### SET PROBLEM 1
Answer these from the West Village guide:
(a) Who founded 401 Projects?
(b) What is the street address of Flight 001?
(c) What does Aedes de Venustas use to finish its gift packages?
### SET PROBLEM 2
Extend the West Village guide with further entries, picking up after its final entry.

### ARTICLE
=-=-=-=-=
Tiny, overstuffed Geminola is a riot of color: vintage dresses, slips and linens are all dyed and reworked by interior designer Lorraine Kirke into fabulously bright, one-of-a-kind pieces. 41 Perry Street; 212-675-1994.


The bookshop Three Lives & Company calls to mind an earlier, intellectual West Village, before luxury high-rises and megachains. 154 West 10th Street; 212-741-2069.

Ralph Lauren is a client of VSF Flowers, where arrangements are formal in style and exquisite in quality. 204 West 10th Street; 212-206-7236.

Helena Christensen, the Danish supermodel, developed a unique sensibility during her years on the runway. She recently joined the other side of the fashion world by opening Boutik, a gem of a shop showcasing Scandinavian menswear and women's wear, the odd bit of antique home furnishings and vintage christening dresses. 605 Hudson Street; 212-367-8014.

Greenwich Letterpress offers original stationery and other paper goods. 39 Christopher Street; 212-989-7464.

Aedes de Venustas is a beauty lover's Shangri-la. There are candles from Diptyque and Costes, miracle creams by Jurlique and fragrances from Annick Goutal and Lalique. Employees will sit with you for hours to figure out what suits you and then execute the best gift wrapping in New York, finishing packages with fresh flowers. 9 Christopher Street; 212-206-8674.

Flight 001 stocks everything possible to make traveling more pleasant and efficient: tiny shampoo bottles, extra-soft neck pillows, magnetic sudoku—and the luggage to carry it all. 96 Greenwich Avenue; 212-989-0001.


Celebrity portrait photographer Mark Seliger founded 401 Projects as a destination for the best noncommercial photography around. 401 West Street; 212-633-6202.

Gavin Brown's Enterprise is a gallery well-known for featuring the works of young artists like Peter Doig and Elizabeth Peyton. 620 Greenwich Street; 212-627-5258.

Maccarone is a small art space opened by a curator from the famous Chelsea gallery Luhring Augustine. A recent show: a pop-up Christmas chocolate shop satirizing the holiday. 630 Greenwich Street; 212-431-4977.


The West Village wasn't always a major dining destination, but in recent years it's become a gourmet Mecca.

Keith McNally mastered the art of the big, warm neighborhood bistro with Balthazar and Pastis. At Morandi, he delivers the same brilliant vibe, but this time with an Italian menu. 211 Waverly Place; 212-627-7575.

Silvano Marchetto has been personally looking after (and occasionally serenading) the city's glitterati for more than thirty years at Da Silvano. Lately, newcomers have given Marchetto a run for his money, but one of the best scenes is the sidewalk in front of the eatery, where town cars idle and patrons table-hop late into the night. 260 Sixth Avenue; 212-982-2343.
=-=-=-=-=
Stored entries
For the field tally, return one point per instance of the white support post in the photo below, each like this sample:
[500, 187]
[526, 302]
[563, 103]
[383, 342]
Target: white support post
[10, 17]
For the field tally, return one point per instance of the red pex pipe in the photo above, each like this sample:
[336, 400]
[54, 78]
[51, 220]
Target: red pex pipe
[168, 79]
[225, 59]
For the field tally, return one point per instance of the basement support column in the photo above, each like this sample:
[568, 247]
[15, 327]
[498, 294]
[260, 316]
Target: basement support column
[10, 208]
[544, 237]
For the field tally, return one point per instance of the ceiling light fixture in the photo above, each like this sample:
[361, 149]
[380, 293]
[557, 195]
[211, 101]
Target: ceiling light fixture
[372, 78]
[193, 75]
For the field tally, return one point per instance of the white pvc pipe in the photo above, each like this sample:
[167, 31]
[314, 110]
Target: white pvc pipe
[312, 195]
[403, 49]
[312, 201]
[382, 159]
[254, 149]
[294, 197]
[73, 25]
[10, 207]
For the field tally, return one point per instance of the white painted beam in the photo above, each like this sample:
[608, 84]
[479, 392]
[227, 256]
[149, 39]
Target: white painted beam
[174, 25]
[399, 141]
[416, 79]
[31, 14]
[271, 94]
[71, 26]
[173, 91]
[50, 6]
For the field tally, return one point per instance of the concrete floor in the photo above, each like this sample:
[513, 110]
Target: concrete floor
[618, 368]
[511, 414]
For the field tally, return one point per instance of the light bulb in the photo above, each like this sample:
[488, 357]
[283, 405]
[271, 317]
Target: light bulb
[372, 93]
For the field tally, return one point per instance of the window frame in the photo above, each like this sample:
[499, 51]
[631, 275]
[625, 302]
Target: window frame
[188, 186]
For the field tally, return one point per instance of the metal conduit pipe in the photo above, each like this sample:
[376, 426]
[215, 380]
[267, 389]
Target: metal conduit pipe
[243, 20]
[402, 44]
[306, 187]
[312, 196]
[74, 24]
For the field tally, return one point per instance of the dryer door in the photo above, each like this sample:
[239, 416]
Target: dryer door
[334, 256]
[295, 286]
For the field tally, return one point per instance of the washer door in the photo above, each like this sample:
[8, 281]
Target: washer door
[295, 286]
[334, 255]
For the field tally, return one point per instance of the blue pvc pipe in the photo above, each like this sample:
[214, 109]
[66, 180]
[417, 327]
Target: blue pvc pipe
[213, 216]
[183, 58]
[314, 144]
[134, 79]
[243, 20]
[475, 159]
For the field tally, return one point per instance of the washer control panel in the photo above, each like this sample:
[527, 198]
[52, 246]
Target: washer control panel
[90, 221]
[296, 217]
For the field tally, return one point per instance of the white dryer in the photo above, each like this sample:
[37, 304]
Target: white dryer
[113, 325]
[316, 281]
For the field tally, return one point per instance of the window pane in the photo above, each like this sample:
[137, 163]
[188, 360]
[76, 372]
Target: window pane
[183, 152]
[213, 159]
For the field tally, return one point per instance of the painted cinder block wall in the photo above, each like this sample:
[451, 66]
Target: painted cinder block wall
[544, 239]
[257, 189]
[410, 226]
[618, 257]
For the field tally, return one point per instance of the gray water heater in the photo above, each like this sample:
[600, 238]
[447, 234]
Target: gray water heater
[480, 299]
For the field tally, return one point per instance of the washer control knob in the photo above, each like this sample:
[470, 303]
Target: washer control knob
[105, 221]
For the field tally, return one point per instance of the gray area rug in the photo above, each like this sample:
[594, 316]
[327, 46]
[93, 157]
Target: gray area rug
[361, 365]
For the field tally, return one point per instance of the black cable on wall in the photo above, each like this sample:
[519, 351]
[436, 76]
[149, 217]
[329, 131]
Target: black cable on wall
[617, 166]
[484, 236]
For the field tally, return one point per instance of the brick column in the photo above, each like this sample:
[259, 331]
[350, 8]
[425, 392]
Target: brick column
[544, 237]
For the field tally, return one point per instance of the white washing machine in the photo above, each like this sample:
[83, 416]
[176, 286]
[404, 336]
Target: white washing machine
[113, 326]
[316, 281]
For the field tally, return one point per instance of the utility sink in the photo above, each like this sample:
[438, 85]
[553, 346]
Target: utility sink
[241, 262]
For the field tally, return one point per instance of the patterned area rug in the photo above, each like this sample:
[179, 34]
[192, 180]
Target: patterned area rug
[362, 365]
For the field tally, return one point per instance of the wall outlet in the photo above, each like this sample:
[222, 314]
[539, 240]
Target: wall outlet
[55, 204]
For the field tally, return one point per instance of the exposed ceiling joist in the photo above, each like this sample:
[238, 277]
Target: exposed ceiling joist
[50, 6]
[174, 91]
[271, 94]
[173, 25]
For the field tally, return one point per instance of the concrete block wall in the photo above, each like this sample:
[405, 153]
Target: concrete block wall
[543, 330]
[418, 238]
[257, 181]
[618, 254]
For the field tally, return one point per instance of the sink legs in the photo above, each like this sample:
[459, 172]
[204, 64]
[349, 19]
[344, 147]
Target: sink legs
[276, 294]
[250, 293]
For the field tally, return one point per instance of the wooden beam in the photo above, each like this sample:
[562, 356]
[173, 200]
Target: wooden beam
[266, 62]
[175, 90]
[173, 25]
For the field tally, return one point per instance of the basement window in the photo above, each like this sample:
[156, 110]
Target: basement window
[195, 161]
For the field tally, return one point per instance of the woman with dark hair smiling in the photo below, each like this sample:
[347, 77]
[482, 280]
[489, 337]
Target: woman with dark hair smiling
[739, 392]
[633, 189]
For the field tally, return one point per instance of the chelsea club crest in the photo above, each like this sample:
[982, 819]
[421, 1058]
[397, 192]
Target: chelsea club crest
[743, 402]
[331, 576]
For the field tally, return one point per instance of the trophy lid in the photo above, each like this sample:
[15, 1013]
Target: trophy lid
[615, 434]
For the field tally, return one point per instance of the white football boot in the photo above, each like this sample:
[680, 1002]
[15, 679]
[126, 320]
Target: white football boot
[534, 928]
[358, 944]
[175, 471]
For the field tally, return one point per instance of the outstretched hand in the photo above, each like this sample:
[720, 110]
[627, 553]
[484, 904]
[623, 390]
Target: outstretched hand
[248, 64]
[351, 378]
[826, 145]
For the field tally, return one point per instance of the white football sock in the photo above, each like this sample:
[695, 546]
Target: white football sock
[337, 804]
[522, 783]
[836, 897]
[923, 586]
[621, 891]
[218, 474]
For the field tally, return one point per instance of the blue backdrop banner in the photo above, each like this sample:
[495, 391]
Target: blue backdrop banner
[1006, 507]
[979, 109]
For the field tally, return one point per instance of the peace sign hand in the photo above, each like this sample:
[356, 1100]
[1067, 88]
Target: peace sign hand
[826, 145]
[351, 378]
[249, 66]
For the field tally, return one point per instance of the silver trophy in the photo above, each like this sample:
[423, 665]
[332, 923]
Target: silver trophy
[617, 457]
=-=-=-=-=
### TASK OUTPUT 1
(a) Celebrity portrait photographer Mark Seliger
(b) 96 Greenwich Avenue
(c) Fresh flowers

### TASK OUTPUT 2
The portrait of chef Kurt Gutenbrunner that hangs opposite the bar in Wallsé was painted by Julian Schnabel as a gesture of gratitude: Gutenbrunner prepared German comfort food for the artist's father when he was sick. The restaurant fare is a bit fancier, with desserts that are out of a Viennese fantasy. 344 West 11th Street; 212-352-2300.

English expats love the West Village, whose town houses and neighborhood rhythms remind them of Notting and Primrose hills. For them, Tea & Sympathy is home base, where shepherd's pies and clotted cream abound. 108 Greenwich Avenue; 212-807-8329.

The lines get long at this BYOB French café, but Tartine is worth the wait, particularly for brunch. 253 West 11th Street; 212-229-2611.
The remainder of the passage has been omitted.